This paper examines three challenges for European NATO air forces in deterring future aggression by Russia against Alliance members – the current vulnerability of NATO air bases and options for hardening or dispersal; current shortfalls in NATO aircrew readiness for high-intensity combat and the changes required to fix them; and the need for SEAD/DEAD capabilities and appropriate munitions stockpiles.

  • The UK armed forces and other European militaries have been sized, equipped and organised around the assumption that air superiority will be quickly achieved and leveraged to defeat state opponents.
     
  • Russia will remain an adversary for the foreseeable future and is likely to continue to rearm and rebuild large-scale conventional forces once the fighting in Ukraine ceases. It is in China’s geopolitical interests to split US and European resources and attention away from the Indo-Pacific. Therefore, China is likely to help Russia rearm once there is some form of ceasefire in Ukraine. This would significantly increase the level of threat Russia can pose in the medium term.
     
  • The Chinese military threat means fewer US military assets available to reinforce Europe in a crisis. A notable risk is that Russia will take advantage of a conflict between the US and China in the Indo-Pacific to renew aggression against European NATO members or Ukraine.
     
  • The likelihood of an enduring military threat from Russia and, increasingly, US commitment to the Indo-Pacific mean that European NATO air forces must take steps to urgently regenerate credible warfighting capability against Russian forces. Medium-term deterrence requires it.
     
  • However, almost all European air forces, including the RAF, currently lack many of the critical capabilities required to credibly be able to gain and exploit air superiority against Russian forces, or indeed any state opponent with modern ground-based air defence systems and long-range strike capabilities.
     
  • The first major area of concern is the vulnerability of air forces that have, due to decades of efficiency-saving measures, ended up in a position where their combat aircraft and the maintenance capacity to support them are concentrated in a small number of main operating air bases with limited hardened shelters or ground-based missile defence systems. This makes them highly vulnerable to Russian long-range strike capabilities and so undermines their deterrence credibility and survivability in any potential conflict.

▬▬▬▬▬▬▬▬▬▬

▶ [WORK REQUEST 1] Output the passage from the paper on NATO air forces starting at "This paper examines" and ending at "defeat state opponents.", copied word for word.
▶ [WORK REQUEST 2] Return, unchanged, the lines of the records starting at the line that contains "</instance>" and ending at the final line of the records.

▬▬▬▬▬▬▬▬▬▬

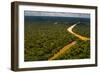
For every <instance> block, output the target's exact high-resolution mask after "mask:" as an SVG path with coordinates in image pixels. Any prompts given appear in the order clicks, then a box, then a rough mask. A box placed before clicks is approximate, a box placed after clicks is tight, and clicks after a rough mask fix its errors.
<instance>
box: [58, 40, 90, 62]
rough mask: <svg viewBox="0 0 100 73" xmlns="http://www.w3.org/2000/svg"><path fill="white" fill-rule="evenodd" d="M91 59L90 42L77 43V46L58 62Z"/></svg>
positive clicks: (66, 52)
mask: <svg viewBox="0 0 100 73" xmlns="http://www.w3.org/2000/svg"><path fill="white" fill-rule="evenodd" d="M86 58H90V41H80V40H79V41H77V44H76V45H75V46H73V47H71V48H70V49H68V50H67V51H66V53H65V54H64V55H61V56H60V57H59V58H57V59H56V60H64V59H86Z"/></svg>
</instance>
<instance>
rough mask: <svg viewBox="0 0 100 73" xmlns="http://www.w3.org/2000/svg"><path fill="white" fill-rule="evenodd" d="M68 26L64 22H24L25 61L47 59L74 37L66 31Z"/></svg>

▬▬▬▬▬▬▬▬▬▬

▶ [RESPONSE AREA 1]
This paper examines three challenges for European NATO air forces in deterring future aggression by Russia against Alliance members – the current vulnerability of NATO air bases and options for hardening or dispersal; current shortfalls in NATO aircrew readiness for high-intensity combat and the changes required to fix them; and the need for SEAD/DEAD capabilities and appropriate munitions stockpiles.

  • The UK armed forces and other European militaries have been sized, equipped and organised around the assumption that air superiority will be quickly achieved and leveraged to defeat state opponents.

▶ [RESPONSE AREA 2]
</instance>
<instance>
rough mask: <svg viewBox="0 0 100 73" xmlns="http://www.w3.org/2000/svg"><path fill="white" fill-rule="evenodd" d="M68 26L64 22H24L25 61L47 59L74 37L66 31Z"/></svg>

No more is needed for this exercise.